THE DATA:
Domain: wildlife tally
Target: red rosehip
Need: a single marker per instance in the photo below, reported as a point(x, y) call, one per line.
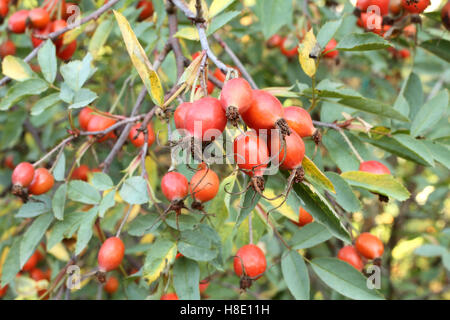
point(169, 296)
point(251, 153)
point(204, 184)
point(351, 256)
point(174, 186)
point(251, 260)
point(374, 167)
point(140, 139)
point(415, 6)
point(42, 182)
point(369, 246)
point(17, 22)
point(39, 18)
point(147, 9)
point(23, 174)
point(111, 285)
point(205, 119)
point(299, 120)
point(180, 114)
point(7, 48)
point(111, 254)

STATED TASK: Arrange every text line of the rows above as a JSON list of strings, one string per line, with blank lines omitted. Leave the pictures out of the list.

TASK RESULT:
[
  "Domain: wildlife tally",
  "Target: red rosehip",
  "Need: a single marker per instance in the photo below, reported as a point(x, y) call, one per line.",
  "point(169, 296)",
  "point(251, 153)",
  "point(204, 184)",
  "point(351, 256)",
  "point(174, 186)",
  "point(251, 260)",
  "point(374, 167)",
  "point(140, 139)",
  "point(415, 6)",
  "point(42, 182)",
  "point(369, 246)",
  "point(17, 22)",
  "point(39, 18)",
  "point(147, 9)",
  "point(23, 174)",
  "point(111, 285)",
  "point(205, 119)",
  "point(299, 120)",
  "point(180, 114)",
  "point(7, 48)",
  "point(111, 254)"
]